EXTRACTED TEXT:
**********
What is the r? R is the ten%. But the ten percent is on what? Is on the P of $100.

So, I know that ten percent of $100 is a fraction one-tenth and this will be $ten.

But the way we write it, which looks, is very straightforward, is we take P out of

the picture. So, the P is common to the first one, therefore, the one. And rP, r

P. So, what you put in th e brackets is many times called Future Value Factor.

It's a factor because, what does this one + r reflect? Let's do it in our case. One

+ r in our case is 1.10. And what's cool about this number is, it tells you the

future value of $one. So, if you know the future value of $one in this case is 1.1,

which is very simple, one plus the interest. You know the future value of any

number. Because if the number is 100, you multiply 1.1 by a 100, you get 110. If

it's a million, you get 1.1 million and so on and so forth. So, many people

conceptually emphasize that Future Value Factor. And I'm going to just do it this

one time. But you can go back to the notes, and think about it like that, you

know? I mean, it'll be, it'll be very helpful to you. So, right now, what I'm

not going to do is, I'm not going to use any tool to elaborate on this formula, by

that I mean, you don't need Excel to do this, right? Actually, you need Excel only

to do when the problem becomes difficult to compute, not think about. Okay. So, the

initial payment is P and the accumulated interest is r P. So, that's the way you

want to think about this problem.
**********
MATERIAL SHOWN:
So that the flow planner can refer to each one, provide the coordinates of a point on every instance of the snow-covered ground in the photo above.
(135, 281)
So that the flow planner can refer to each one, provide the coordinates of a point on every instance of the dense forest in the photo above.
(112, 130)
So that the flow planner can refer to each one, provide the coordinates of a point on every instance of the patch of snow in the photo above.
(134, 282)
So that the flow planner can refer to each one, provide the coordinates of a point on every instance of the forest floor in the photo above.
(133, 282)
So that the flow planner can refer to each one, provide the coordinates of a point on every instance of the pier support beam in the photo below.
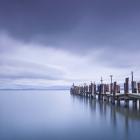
(118, 102)
(135, 103)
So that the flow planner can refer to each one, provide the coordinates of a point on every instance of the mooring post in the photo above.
(114, 92)
(135, 103)
(139, 87)
(126, 91)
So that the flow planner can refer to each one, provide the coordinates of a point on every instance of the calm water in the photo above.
(58, 115)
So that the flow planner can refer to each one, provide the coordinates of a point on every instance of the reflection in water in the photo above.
(57, 115)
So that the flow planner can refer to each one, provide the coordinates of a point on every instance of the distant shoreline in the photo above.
(34, 89)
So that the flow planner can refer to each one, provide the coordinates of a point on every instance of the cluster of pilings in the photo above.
(110, 92)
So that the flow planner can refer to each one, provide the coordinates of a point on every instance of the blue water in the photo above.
(57, 115)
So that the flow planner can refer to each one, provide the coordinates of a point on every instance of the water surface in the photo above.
(57, 115)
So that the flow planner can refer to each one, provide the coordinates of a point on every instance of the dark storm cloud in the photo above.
(74, 24)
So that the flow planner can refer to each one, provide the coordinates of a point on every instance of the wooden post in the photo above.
(126, 89)
(135, 103)
(114, 92)
(138, 87)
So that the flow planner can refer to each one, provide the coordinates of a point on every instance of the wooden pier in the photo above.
(111, 92)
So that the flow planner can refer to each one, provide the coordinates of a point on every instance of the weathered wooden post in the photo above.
(126, 91)
(114, 92)
(138, 87)
(94, 90)
(118, 88)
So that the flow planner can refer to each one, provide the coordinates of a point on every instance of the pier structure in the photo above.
(111, 92)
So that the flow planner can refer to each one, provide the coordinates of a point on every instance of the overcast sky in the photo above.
(58, 42)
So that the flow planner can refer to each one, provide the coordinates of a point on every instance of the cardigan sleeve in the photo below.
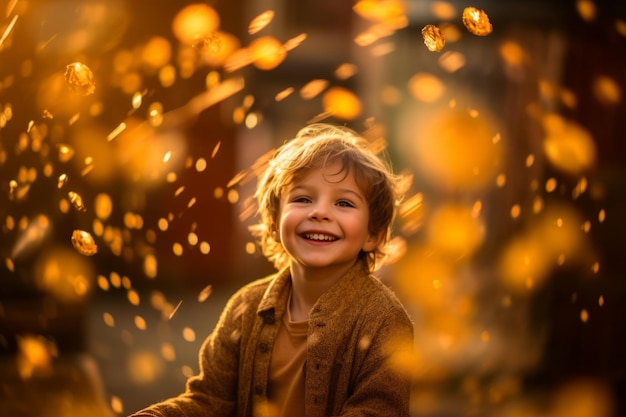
(381, 388)
(213, 392)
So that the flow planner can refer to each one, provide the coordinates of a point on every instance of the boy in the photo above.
(315, 338)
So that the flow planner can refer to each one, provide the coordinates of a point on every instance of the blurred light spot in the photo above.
(140, 323)
(443, 10)
(195, 21)
(433, 38)
(34, 356)
(133, 297)
(476, 21)
(313, 88)
(345, 71)
(267, 52)
(189, 335)
(80, 79)
(516, 210)
(341, 103)
(150, 266)
(205, 248)
(454, 230)
(567, 145)
(205, 293)
(156, 53)
(260, 21)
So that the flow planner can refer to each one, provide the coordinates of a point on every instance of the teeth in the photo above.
(318, 236)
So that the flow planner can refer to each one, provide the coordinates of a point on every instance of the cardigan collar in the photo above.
(274, 301)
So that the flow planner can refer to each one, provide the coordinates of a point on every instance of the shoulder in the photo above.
(379, 300)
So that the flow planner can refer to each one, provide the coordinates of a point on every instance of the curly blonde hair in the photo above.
(316, 146)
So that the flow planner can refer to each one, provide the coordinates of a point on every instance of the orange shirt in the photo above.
(286, 379)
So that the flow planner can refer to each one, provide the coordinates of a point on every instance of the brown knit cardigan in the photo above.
(352, 330)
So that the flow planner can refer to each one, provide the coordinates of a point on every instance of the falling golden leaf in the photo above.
(80, 78)
(476, 21)
(433, 38)
(84, 243)
(260, 22)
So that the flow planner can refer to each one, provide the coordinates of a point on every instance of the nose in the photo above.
(319, 212)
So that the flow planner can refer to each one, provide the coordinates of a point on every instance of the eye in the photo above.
(301, 199)
(345, 203)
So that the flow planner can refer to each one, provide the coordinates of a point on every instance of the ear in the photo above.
(373, 240)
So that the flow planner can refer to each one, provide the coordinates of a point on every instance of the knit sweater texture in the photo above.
(353, 330)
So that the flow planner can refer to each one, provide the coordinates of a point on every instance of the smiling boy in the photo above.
(315, 339)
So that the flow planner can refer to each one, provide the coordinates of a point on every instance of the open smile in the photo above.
(320, 237)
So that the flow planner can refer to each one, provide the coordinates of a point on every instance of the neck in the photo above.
(309, 284)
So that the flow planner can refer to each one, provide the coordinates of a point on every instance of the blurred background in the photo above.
(131, 132)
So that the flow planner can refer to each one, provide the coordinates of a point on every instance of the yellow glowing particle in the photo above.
(65, 153)
(433, 38)
(595, 268)
(195, 21)
(103, 283)
(267, 52)
(232, 196)
(341, 103)
(584, 315)
(61, 181)
(80, 79)
(133, 297)
(516, 210)
(295, 41)
(313, 88)
(84, 243)
(259, 22)
(476, 21)
(77, 201)
(167, 352)
(205, 293)
(137, 100)
(9, 264)
(345, 71)
(150, 266)
(189, 334)
(200, 165)
(205, 248)
(140, 323)
(501, 180)
(551, 184)
(452, 61)
(485, 336)
(117, 405)
(284, 94)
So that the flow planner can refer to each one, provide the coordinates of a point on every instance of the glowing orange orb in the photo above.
(267, 52)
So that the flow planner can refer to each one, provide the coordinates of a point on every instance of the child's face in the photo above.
(323, 220)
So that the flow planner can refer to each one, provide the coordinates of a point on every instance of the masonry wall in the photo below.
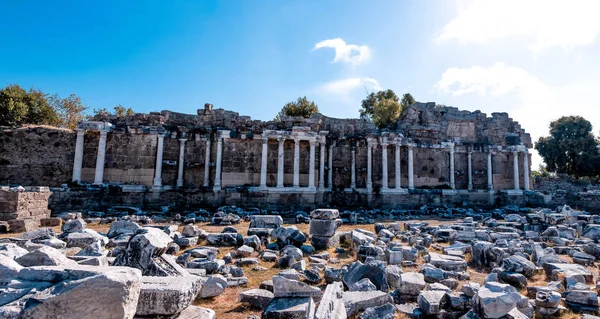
(36, 155)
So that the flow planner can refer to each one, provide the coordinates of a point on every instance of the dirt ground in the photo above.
(226, 305)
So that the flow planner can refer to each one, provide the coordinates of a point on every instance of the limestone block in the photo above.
(288, 288)
(332, 303)
(357, 301)
(257, 298)
(324, 213)
(266, 221)
(45, 256)
(322, 227)
(12, 251)
(325, 242)
(213, 286)
(290, 308)
(431, 302)
(9, 268)
(167, 295)
(50, 222)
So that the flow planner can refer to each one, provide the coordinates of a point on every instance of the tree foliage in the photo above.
(70, 110)
(369, 105)
(571, 147)
(18, 106)
(119, 110)
(385, 113)
(301, 107)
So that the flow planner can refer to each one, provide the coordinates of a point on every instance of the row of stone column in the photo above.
(280, 162)
(157, 184)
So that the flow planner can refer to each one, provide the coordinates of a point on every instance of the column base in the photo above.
(394, 191)
(514, 192)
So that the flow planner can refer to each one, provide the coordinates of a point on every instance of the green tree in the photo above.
(385, 113)
(120, 110)
(367, 108)
(368, 104)
(70, 110)
(571, 147)
(407, 100)
(301, 107)
(18, 106)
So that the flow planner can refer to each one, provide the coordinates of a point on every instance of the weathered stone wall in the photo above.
(36, 155)
(24, 210)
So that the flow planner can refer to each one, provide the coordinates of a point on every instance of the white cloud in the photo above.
(545, 23)
(348, 53)
(346, 86)
(536, 103)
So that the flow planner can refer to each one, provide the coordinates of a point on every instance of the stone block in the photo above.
(290, 308)
(324, 228)
(51, 222)
(167, 295)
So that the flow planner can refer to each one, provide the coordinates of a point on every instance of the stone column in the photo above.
(220, 136)
(411, 178)
(296, 162)
(100, 158)
(384, 180)
(181, 161)
(470, 170)
(263, 163)
(452, 166)
(280, 158)
(516, 169)
(311, 166)
(207, 163)
(322, 166)
(490, 172)
(526, 170)
(369, 166)
(78, 161)
(330, 175)
(397, 166)
(353, 175)
(158, 167)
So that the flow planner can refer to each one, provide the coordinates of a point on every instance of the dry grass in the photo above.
(226, 305)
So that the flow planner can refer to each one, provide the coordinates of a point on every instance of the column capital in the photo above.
(223, 134)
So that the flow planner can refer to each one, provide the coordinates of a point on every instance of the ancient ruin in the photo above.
(168, 215)
(436, 154)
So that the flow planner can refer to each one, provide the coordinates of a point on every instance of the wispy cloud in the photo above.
(346, 86)
(536, 103)
(351, 54)
(545, 23)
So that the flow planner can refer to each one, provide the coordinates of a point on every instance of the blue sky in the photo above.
(536, 60)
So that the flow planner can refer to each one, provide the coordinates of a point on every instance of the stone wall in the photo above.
(36, 155)
(24, 210)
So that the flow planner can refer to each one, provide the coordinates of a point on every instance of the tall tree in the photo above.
(18, 106)
(368, 104)
(120, 110)
(385, 112)
(367, 109)
(571, 147)
(301, 107)
(70, 110)
(407, 100)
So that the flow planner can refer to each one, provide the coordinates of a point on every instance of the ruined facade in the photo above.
(217, 151)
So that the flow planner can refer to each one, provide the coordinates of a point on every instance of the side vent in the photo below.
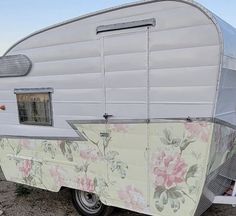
(126, 25)
(14, 66)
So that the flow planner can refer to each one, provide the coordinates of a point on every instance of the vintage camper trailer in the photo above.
(132, 107)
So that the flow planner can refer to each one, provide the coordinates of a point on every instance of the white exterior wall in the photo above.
(226, 103)
(180, 55)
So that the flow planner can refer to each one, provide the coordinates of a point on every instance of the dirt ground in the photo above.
(42, 203)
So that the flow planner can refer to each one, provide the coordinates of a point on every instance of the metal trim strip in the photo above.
(33, 90)
(126, 25)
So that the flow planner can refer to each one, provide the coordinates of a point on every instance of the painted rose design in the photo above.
(89, 154)
(169, 169)
(86, 184)
(26, 144)
(199, 130)
(133, 198)
(26, 168)
(58, 173)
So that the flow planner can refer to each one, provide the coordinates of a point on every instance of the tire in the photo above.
(89, 204)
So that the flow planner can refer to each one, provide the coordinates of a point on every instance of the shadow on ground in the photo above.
(35, 202)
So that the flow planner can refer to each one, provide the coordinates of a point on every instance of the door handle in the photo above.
(107, 116)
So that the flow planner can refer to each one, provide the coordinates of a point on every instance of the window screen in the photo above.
(35, 108)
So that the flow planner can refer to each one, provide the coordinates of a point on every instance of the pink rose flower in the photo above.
(133, 198)
(89, 154)
(26, 144)
(199, 130)
(86, 184)
(169, 170)
(26, 168)
(58, 174)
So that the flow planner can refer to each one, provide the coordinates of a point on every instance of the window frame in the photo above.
(32, 91)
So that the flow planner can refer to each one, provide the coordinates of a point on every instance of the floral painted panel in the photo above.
(119, 162)
(178, 161)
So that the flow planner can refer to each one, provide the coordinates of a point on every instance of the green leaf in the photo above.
(159, 206)
(185, 143)
(177, 206)
(164, 198)
(18, 149)
(95, 182)
(158, 191)
(191, 172)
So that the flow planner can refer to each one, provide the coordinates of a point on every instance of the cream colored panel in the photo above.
(79, 109)
(82, 81)
(128, 95)
(182, 94)
(72, 66)
(126, 79)
(78, 50)
(192, 76)
(194, 36)
(78, 95)
(191, 57)
(125, 62)
(127, 110)
(178, 110)
(125, 43)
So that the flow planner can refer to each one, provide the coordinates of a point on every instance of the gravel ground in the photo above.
(44, 203)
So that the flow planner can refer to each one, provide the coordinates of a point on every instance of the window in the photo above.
(34, 107)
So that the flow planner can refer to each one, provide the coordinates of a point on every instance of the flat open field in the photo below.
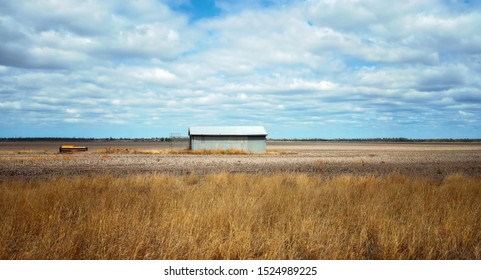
(436, 160)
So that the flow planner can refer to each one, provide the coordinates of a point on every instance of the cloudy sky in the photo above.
(314, 68)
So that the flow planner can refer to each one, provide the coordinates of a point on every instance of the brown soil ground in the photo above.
(21, 159)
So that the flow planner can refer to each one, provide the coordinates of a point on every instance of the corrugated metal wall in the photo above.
(253, 144)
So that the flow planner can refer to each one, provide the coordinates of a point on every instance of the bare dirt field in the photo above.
(26, 159)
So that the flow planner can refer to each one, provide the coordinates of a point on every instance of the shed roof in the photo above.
(227, 130)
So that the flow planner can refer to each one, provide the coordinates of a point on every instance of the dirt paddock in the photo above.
(27, 159)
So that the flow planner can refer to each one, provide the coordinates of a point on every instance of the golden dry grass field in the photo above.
(272, 213)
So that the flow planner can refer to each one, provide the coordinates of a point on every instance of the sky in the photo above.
(303, 69)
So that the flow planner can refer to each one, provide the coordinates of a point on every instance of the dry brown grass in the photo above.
(241, 216)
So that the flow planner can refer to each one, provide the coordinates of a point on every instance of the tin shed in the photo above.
(245, 138)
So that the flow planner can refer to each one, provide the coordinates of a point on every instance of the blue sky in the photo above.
(314, 68)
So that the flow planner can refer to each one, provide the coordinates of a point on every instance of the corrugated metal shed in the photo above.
(227, 130)
(245, 138)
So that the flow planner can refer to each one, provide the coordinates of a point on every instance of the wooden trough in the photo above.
(72, 149)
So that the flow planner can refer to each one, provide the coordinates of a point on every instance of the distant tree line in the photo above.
(84, 139)
(168, 139)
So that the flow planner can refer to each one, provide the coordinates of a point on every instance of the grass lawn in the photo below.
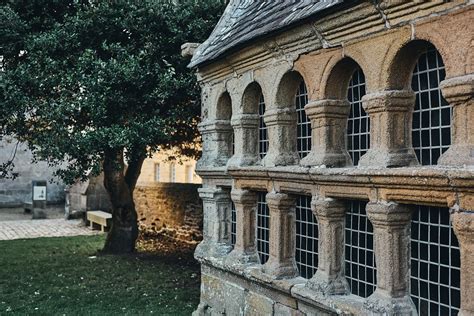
(63, 276)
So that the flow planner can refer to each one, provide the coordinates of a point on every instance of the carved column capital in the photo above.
(329, 279)
(245, 140)
(390, 125)
(391, 222)
(459, 92)
(216, 234)
(281, 262)
(463, 225)
(329, 125)
(281, 127)
(217, 144)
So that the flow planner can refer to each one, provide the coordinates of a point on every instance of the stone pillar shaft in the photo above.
(391, 222)
(281, 262)
(459, 92)
(390, 125)
(329, 126)
(245, 140)
(245, 249)
(463, 225)
(217, 143)
(281, 127)
(329, 278)
(216, 234)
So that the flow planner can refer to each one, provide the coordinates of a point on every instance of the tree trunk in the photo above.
(124, 230)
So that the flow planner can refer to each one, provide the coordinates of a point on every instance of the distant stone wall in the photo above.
(173, 209)
(16, 192)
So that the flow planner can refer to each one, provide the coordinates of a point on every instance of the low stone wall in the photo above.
(172, 209)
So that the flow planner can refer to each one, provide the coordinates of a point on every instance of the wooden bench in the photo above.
(100, 218)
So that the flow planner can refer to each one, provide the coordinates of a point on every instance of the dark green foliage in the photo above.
(63, 276)
(80, 79)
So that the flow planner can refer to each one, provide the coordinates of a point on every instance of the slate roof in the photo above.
(246, 20)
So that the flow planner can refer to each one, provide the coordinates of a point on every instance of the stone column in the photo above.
(245, 248)
(217, 143)
(245, 140)
(216, 234)
(281, 262)
(390, 129)
(463, 225)
(459, 92)
(281, 126)
(391, 222)
(329, 279)
(329, 126)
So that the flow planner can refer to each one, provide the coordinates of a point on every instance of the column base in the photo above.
(273, 160)
(382, 304)
(208, 249)
(457, 156)
(320, 283)
(331, 160)
(384, 158)
(281, 270)
(237, 257)
(241, 161)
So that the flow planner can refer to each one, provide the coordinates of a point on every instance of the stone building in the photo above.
(338, 159)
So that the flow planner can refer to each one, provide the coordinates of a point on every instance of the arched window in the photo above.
(233, 224)
(306, 238)
(435, 262)
(431, 129)
(359, 251)
(262, 129)
(303, 124)
(263, 228)
(358, 124)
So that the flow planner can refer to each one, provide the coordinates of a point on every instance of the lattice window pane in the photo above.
(306, 238)
(435, 263)
(359, 251)
(263, 228)
(262, 129)
(303, 124)
(358, 124)
(431, 127)
(233, 224)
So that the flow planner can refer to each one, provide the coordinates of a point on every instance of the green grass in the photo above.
(62, 276)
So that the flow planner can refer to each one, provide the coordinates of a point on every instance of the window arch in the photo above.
(303, 123)
(358, 124)
(431, 125)
(262, 129)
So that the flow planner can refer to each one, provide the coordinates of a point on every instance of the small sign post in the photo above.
(39, 195)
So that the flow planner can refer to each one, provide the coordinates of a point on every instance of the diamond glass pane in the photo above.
(431, 127)
(262, 129)
(303, 124)
(359, 251)
(358, 124)
(233, 224)
(263, 228)
(435, 263)
(306, 238)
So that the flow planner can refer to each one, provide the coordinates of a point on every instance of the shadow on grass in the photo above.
(57, 276)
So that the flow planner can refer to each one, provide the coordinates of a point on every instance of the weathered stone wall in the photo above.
(385, 39)
(16, 192)
(173, 209)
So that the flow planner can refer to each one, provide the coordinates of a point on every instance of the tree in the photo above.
(101, 85)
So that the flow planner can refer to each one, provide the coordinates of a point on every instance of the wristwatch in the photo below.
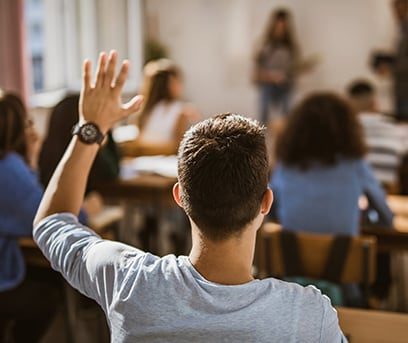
(88, 133)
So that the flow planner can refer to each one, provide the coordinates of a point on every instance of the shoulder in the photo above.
(307, 297)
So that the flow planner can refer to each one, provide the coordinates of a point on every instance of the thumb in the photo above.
(133, 105)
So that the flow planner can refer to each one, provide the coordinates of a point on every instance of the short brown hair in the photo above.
(322, 128)
(223, 174)
(13, 120)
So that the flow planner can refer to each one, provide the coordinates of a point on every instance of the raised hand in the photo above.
(101, 102)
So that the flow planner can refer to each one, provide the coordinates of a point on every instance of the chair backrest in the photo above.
(373, 326)
(314, 249)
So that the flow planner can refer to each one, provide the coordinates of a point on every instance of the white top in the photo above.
(151, 299)
(387, 143)
(162, 122)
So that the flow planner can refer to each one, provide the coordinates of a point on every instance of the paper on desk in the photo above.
(125, 133)
(159, 165)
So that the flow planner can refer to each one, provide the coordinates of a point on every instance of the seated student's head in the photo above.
(362, 96)
(16, 128)
(162, 82)
(322, 129)
(223, 176)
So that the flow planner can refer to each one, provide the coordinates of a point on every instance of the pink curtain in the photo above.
(13, 57)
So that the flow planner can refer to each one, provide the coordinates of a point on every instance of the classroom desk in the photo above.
(362, 326)
(145, 189)
(152, 193)
(396, 239)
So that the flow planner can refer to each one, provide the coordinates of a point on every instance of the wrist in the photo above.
(89, 132)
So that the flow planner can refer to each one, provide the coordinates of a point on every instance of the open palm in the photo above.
(101, 102)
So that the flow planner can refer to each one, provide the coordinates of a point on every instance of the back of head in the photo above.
(13, 118)
(156, 85)
(361, 94)
(63, 117)
(321, 129)
(223, 174)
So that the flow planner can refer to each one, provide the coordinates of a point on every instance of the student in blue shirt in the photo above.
(27, 296)
(321, 172)
(321, 175)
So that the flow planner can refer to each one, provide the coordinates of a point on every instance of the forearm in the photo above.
(66, 189)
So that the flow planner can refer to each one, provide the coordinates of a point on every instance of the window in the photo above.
(61, 33)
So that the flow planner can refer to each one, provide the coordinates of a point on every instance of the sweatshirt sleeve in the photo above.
(97, 268)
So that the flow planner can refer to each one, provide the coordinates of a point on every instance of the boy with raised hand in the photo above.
(208, 296)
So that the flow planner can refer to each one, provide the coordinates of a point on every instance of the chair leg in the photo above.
(366, 281)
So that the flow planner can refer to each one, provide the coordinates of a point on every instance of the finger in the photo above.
(133, 105)
(110, 71)
(100, 72)
(122, 76)
(86, 75)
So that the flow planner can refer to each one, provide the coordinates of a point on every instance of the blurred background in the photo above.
(192, 59)
(44, 42)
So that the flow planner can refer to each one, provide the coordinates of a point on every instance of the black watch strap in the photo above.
(88, 133)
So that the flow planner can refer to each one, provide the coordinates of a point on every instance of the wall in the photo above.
(214, 40)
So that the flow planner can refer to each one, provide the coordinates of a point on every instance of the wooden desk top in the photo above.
(373, 326)
(143, 188)
(398, 204)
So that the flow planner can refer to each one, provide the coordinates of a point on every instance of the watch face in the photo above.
(89, 133)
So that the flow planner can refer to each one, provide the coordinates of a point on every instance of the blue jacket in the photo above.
(324, 199)
(20, 196)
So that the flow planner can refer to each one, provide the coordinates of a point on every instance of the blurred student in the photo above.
(386, 141)
(63, 117)
(275, 64)
(321, 173)
(400, 71)
(164, 117)
(209, 296)
(27, 297)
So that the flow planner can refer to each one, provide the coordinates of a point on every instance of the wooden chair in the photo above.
(363, 326)
(314, 249)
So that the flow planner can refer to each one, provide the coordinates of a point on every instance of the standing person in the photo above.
(275, 64)
(401, 61)
(27, 297)
(210, 295)
(164, 117)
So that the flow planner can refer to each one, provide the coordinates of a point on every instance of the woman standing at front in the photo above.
(275, 64)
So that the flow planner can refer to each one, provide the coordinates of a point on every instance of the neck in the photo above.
(227, 262)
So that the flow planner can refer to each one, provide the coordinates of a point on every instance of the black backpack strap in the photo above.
(291, 254)
(337, 258)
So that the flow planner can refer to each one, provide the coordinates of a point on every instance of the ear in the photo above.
(267, 201)
(177, 194)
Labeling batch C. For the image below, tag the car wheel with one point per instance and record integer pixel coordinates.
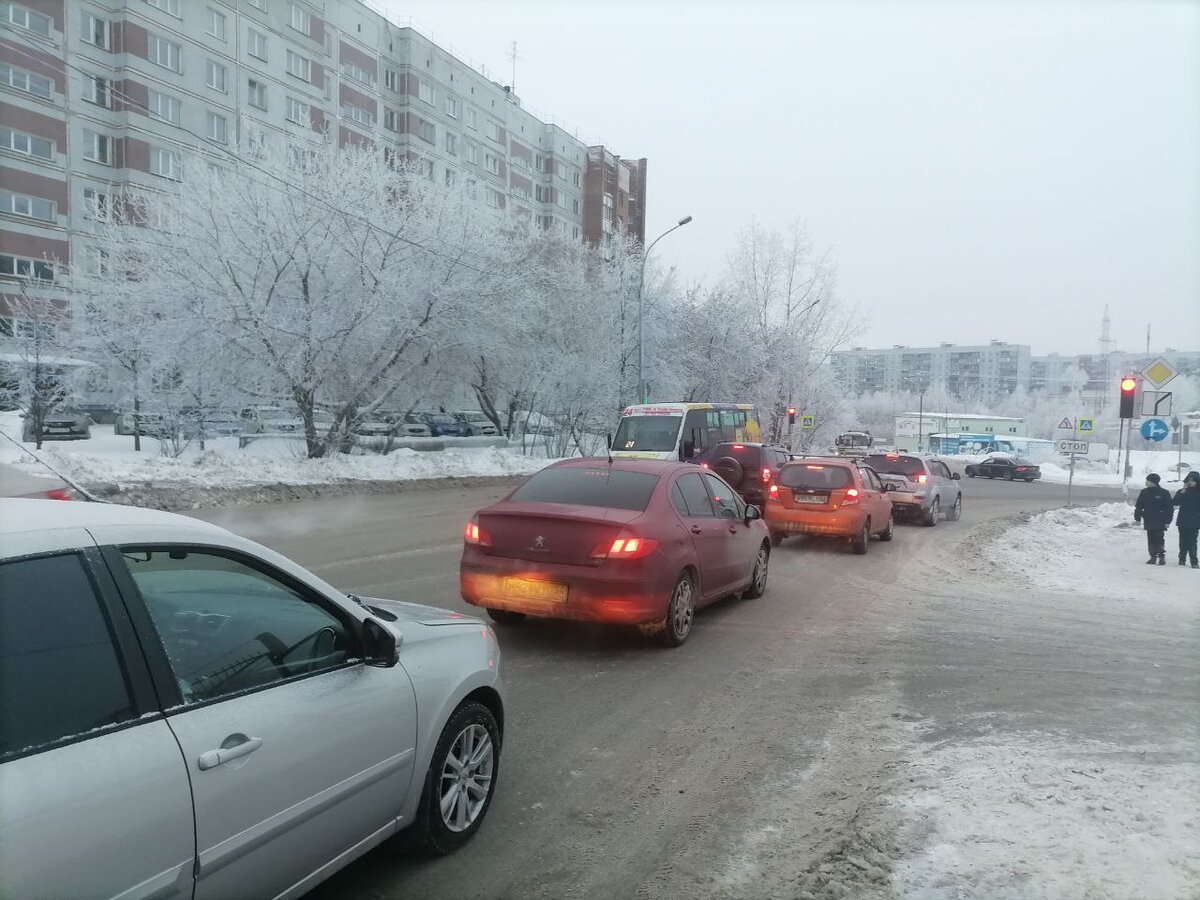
(935, 513)
(461, 780)
(759, 579)
(891, 531)
(505, 617)
(676, 625)
(863, 540)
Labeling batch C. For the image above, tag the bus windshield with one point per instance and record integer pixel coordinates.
(651, 433)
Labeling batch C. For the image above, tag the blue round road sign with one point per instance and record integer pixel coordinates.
(1155, 430)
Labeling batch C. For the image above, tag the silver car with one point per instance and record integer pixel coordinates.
(185, 713)
(924, 489)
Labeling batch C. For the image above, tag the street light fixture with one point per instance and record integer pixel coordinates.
**********
Copy the future value text again, starting at "not going to do" and ending at "about this problem.", and swap in "a spreadsheet" wherever "Excel" appears.

not going to do is, I'm not going to use any tool to elaborate on this formula, by

that I mean, you don't need a spreadsheet to do this, right? Actually, you need a spreadsheet only

to do when the problem becomes difficult to compute, not think about. Okay. So, the

initial payment is P and the accumulated interest is r P. So, that's the way you

want to think about this problem.